◆ Page extract
□ □ □ □

Wednesday, September 19, 2012

[PHI 3000] Do you feel what I feel?

As a follow-up on my previous post about "multiple realizability," here is Putnam on the thesis:
if we can find even one psychological predicate which can clearly be applied to both a mammal and an octopus (say, "hungry"), but whose physical-chemical "correlate" is different in the two cases, the brain state theory has collapsed. It seems to me overwhelmingly probable that we can do this (Mind, Language, Reality, p. 436).
But can we? What reason is there to believe that an octopus, say, is hungry like us or feels pain like us? It seems that we have to resort to analogical arguments in this case. For example:
  1. When human beings eat, it usually means that they feel hungry.
  2. Like human beings, octopuses also eat.
  3. (Therefore) Like human beings, when octopuses eat, it usually means that they feel hungry.
  1. When a person's finger is pricked with a needle, s/he withdraws his/her finger because s/he feels pain.
  2. Like humans, when a chimpanzee's finger is pricked with a needle, it withdraws its finger.

□ □ □ □

◆ Data provided
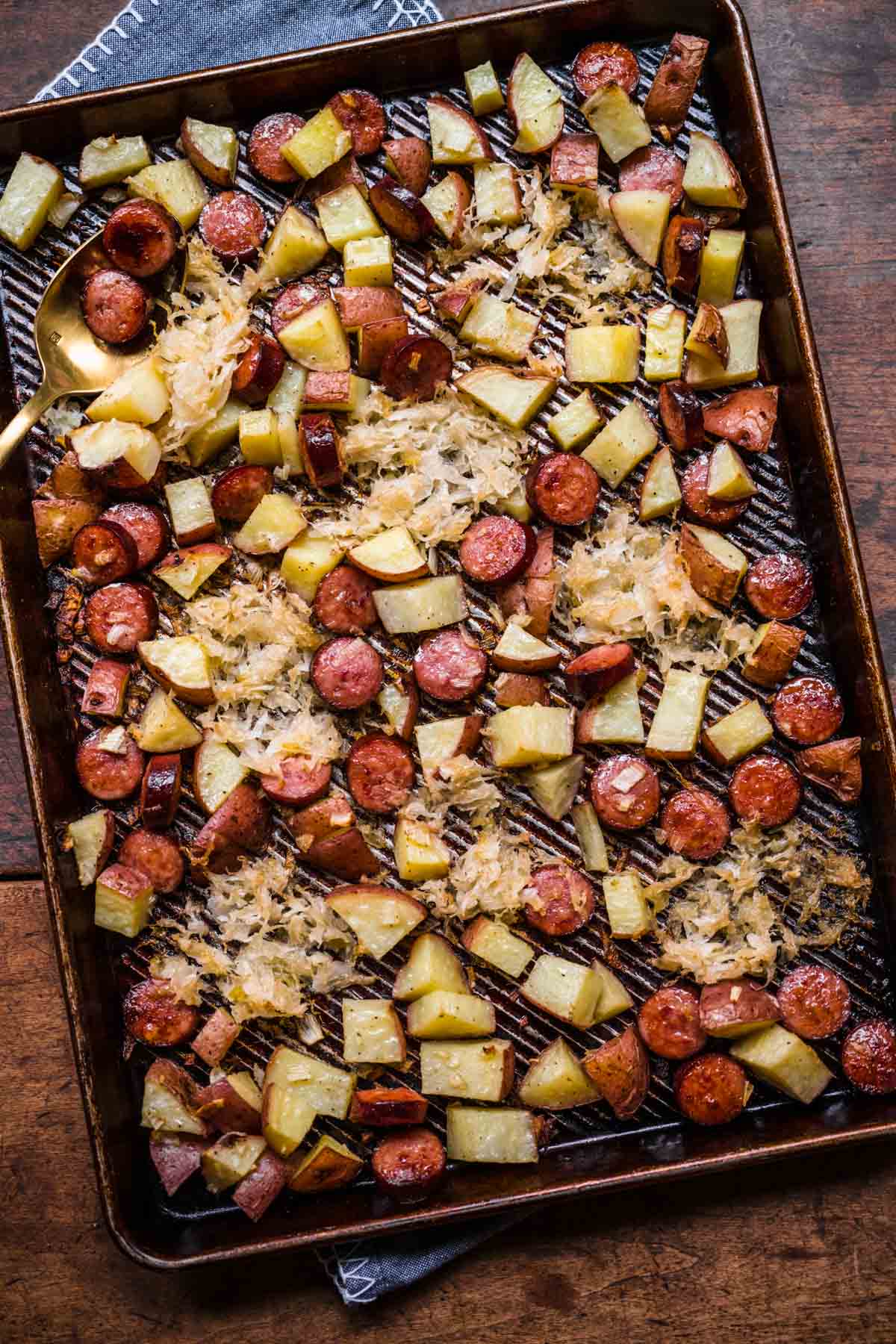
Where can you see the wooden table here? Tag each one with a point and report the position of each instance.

□ □ □ □

◆ Actions to take
a: Write out the passage of the post on multiple realizability that runs from "As a follow-up" up to and including "octopuses eat, it usually means that they feel hungry.", word for word.
b: Carry the post on multiple realizability forward, starting right after its last sentence.
The listing is separate material and has no connection to the post on multiple realizability.

◆ Responses
a:
As a follow-up on my previous post about "multiple realizability," here is Putnam on the thesis:
if we can find even one psychological predicate which can clearly be applied to both a mammal and an octopus (say, "hungry"), but whose physical-chemical "correlate" is different in the two cases, the brain state theory has collapsed. It seems to me overwhelmingly probable that we can do this (Mind, Language, Reality, p. 436).
But can we? What reason is there to believe that an octopus, say, is hungry like us or feels pain like us? It seems that we have to resort to analogical arguments in this case. For example:
  1. When human beings eat, it usually means that they feel hungry.
  2. Like human beings, octopuses also eat.
  3. (Therefore) Like human beings, when octopuses eat, it usually means that they feel hungry.

b:
  3. (Therefore) Like humans, when a chimpanzee's finger it pricked with a needle, it withdraws its finger because it feels pain.
What do you make of these analogical arguments? Are they strong? If not, what support is there for the multiple realizability thesis?


  1. Although this problem is often posed as an empirical thesis, it can work as simply a hypothetical. We can imagine an entity which experiences pain, although the "physical-chemical correlate" is completely different. There is nothing logically impossible about it unless one begs the question. If you want to say that a human and a reptile and an alien don't all feel pain then you run the risk of species chauvinism. We certainly don't want to say that all animals are simply not conscious; in fact, I find it quite obvious that my dog Sophie is conscious. I also find the distinction between nociceptive and affective pain unhelpful in cases like Sophie's. For example, if I accidentally step on Sophie's tail she will exhibit a nociceptive reaction - namely, she will jump up in pain. Sophie will also exhibit an affective reaction, by cowering in the corner as if she has done something wrong - even though it was purely accidental that I've stepped on her tail.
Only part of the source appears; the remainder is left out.